* **Work order 1**: From the minivan account, list every item the narrator names as found inside the wrecked car.
* **Work order 2**: Pick up the minivan account after its final sentence and carry it forward.

* **Page text**:
====

I drove to the towing company’s property, and they led me to her gold minivan. It was completely totaled, and I had to pry open the driver’s side door to get in. I spent an hour scavenging through her trashed car for her personal belongings; it was an incredibly intimate look into the life of someone I barely knew. I grabbed her clothes, her car insurance documents, anything of value that I could locate. Her phone was completely smashed up, and hidden in one of the side pockets. There were wrappers and trash intermixed with the parts of the engine that had broken off in the crash, covered in oil, and way too heavy for me to lift. I wished I was wearing something other than dress pants and a blouse.

====

* **Data section**:
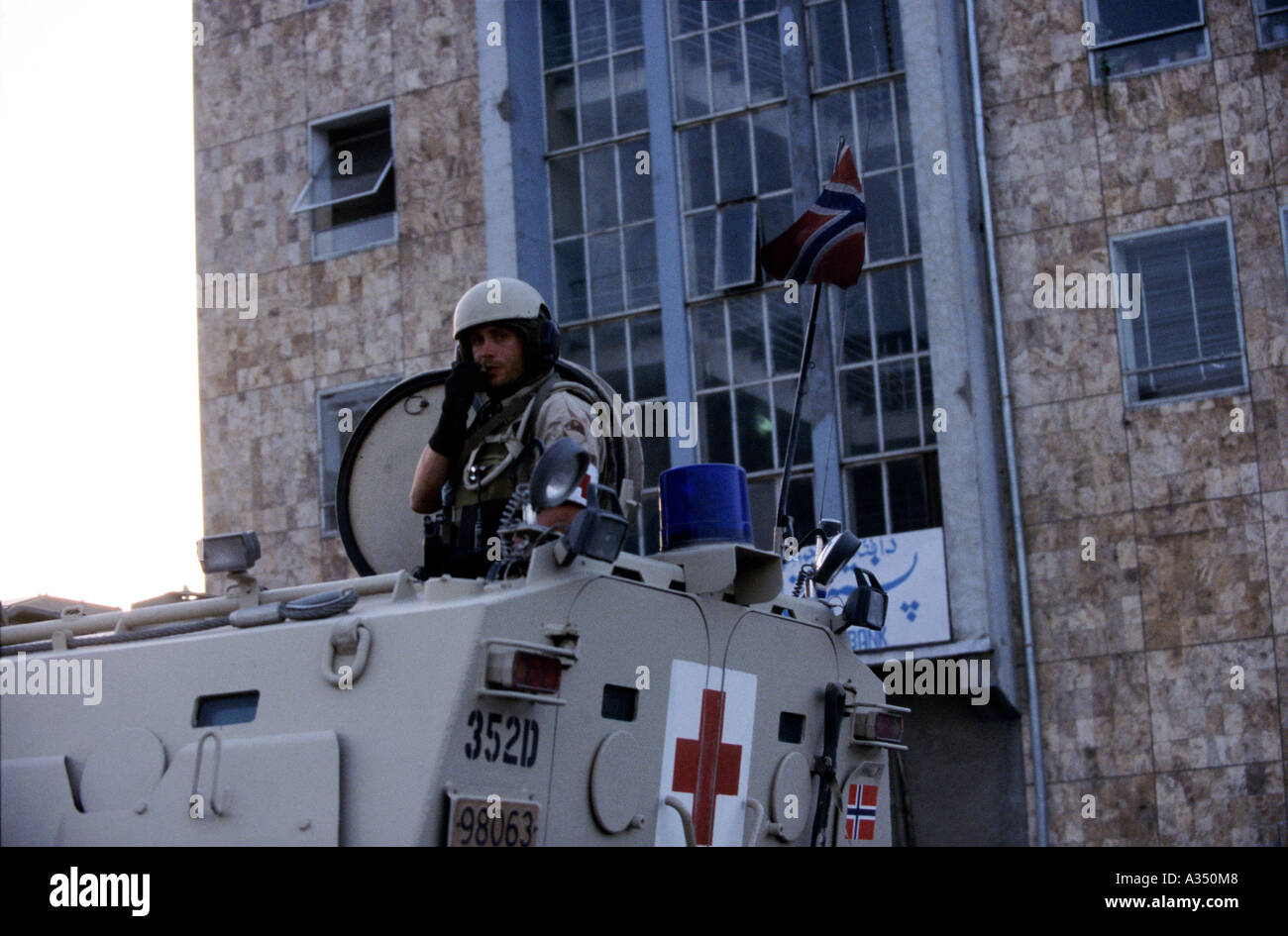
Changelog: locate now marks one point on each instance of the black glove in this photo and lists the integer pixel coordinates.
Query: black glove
(465, 380)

====

* **Reply 1**: clothes, car insurance documents, phone, wrappers, trash, parts of the engine

* **Reply 2**:
I couldn’t find her wallet, so I kept digging. The central console had a small container of fake urine in it; the price sticker was still on it. Apparently fake pee costs $8.99. I remembered reading in her chart that she had been positive for marijuana and alcohol when she arrived at the ED. I looked in the backseat, and found a piece of paper with various things scribbled in red ink — things like, “He can’t treat you this way,” and, “He takes you for granted.” I doubted she ever imagined that a medical student she met twice, only once worth remembering, would be seeing these scandalously intimate parts of her thoughts, of her life. Should I bring them with me? Would she want them? I brought the paper, but left the fake pee.
I drove back to the hospital and carried in bags of Jasmine’s belongings. I never did find her wallet, so I called the police department and the sheriff’s department, trying to track it down. They asked me what her social security number was, or her drivers license number, or where the accident happened, which law enforcement jurisdiction she was in. “Her name is Jasmine Sanchez, and her date of birth is June 2, 1991. That’s all I know, I’m so sorry,” I had to say, because the truth is, I really don’t know Jasmine. I have no idea what happens when a car crashes and EMS takes the patient; I am the least qualified person to be doing this, I thought. It felt odd for me to carry a stranger’s belongings up the stairs in the hospital, as though I were her emergency contact. She was still in surgery when I walked up to her room. If I stayed any longer I would be late, so I left her things in her room and went to clinic — back to business as usual.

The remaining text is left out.